▶ [Activity] Copy every line of the data in which the word "sticker" occurs.

--- Data records Enclosed Below ---

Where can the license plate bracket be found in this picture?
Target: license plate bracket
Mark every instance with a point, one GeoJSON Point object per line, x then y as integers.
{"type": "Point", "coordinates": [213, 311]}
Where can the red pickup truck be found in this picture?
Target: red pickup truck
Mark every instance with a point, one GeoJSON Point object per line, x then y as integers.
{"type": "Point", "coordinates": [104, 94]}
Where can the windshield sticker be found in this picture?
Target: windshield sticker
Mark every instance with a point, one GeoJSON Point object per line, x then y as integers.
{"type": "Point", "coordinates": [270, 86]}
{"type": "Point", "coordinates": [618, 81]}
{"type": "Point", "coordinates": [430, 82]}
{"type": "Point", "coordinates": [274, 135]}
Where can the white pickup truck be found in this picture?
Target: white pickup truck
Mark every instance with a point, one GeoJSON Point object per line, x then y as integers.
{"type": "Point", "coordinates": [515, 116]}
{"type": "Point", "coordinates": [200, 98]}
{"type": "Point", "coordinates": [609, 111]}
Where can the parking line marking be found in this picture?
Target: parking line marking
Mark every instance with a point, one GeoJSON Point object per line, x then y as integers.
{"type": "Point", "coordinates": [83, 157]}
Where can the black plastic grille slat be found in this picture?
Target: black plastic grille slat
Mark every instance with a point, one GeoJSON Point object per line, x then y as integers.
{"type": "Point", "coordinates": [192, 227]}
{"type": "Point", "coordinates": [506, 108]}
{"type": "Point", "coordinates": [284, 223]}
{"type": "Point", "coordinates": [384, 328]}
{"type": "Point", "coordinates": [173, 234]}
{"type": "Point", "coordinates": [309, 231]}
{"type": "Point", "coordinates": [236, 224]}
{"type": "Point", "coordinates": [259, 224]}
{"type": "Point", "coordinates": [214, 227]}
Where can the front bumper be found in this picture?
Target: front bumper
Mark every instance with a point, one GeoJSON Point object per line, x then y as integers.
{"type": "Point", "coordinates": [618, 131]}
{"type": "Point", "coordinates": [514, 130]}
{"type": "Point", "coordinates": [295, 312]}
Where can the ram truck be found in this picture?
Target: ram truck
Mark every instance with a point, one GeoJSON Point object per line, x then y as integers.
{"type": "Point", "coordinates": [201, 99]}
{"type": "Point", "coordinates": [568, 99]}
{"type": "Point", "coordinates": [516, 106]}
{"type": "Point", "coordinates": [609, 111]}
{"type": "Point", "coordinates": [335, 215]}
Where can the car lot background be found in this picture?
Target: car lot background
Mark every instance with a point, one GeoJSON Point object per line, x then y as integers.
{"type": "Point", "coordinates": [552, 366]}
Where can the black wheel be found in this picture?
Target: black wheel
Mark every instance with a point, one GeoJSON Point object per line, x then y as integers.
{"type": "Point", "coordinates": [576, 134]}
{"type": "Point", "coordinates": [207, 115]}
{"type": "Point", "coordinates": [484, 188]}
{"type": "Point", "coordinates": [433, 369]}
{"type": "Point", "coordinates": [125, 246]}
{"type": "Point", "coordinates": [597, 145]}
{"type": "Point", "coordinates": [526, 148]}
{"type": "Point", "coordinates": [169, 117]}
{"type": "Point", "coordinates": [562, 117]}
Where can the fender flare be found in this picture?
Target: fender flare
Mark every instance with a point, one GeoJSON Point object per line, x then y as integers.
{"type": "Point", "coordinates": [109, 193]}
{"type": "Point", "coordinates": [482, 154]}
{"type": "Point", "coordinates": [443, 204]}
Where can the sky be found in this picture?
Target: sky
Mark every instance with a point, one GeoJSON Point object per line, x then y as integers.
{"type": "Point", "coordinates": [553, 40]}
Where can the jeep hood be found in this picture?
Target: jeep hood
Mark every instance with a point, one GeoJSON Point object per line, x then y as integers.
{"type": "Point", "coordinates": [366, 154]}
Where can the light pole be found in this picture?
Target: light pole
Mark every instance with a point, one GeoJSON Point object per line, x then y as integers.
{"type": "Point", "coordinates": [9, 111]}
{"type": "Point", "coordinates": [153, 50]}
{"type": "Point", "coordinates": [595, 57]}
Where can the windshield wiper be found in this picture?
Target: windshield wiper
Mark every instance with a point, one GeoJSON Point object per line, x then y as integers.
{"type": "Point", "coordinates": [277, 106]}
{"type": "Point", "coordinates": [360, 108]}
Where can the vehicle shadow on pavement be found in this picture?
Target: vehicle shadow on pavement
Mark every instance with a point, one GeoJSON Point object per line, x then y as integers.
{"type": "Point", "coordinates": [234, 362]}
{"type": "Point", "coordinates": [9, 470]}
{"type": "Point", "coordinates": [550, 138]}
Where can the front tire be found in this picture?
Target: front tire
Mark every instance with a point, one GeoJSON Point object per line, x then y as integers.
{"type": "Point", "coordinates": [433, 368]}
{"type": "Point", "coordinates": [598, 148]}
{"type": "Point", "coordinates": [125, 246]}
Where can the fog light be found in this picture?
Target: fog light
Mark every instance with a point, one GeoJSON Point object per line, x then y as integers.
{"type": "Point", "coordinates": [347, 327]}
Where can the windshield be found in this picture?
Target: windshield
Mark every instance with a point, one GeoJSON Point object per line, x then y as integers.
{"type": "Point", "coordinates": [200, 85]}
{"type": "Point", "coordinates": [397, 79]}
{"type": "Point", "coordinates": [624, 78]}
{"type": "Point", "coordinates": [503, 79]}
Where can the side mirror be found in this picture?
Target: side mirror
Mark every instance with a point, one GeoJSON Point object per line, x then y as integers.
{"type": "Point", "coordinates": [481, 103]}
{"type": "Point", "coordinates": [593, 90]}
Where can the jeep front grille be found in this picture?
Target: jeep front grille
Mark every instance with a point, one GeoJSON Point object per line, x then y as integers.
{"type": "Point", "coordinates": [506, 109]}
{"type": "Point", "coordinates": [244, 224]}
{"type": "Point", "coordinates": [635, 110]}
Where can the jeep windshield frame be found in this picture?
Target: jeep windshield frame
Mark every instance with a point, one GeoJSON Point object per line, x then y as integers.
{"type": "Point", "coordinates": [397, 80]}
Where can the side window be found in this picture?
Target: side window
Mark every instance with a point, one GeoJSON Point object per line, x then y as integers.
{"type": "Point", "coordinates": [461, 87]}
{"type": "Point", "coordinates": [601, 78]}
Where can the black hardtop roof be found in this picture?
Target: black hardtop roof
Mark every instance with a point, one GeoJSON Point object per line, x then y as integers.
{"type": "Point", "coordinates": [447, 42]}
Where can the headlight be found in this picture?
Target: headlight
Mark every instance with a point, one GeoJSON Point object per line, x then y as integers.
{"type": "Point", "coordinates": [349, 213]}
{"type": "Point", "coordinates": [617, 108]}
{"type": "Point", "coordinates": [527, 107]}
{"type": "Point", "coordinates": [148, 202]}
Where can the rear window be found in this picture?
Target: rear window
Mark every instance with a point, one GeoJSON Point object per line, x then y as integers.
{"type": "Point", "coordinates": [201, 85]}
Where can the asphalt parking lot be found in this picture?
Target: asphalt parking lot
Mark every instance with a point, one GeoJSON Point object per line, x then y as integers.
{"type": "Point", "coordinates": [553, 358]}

--- End of Enclosed Data records ---

▶ [Written answer]
Where can the windshield sticker be found in this picture?
Target: windshield sticker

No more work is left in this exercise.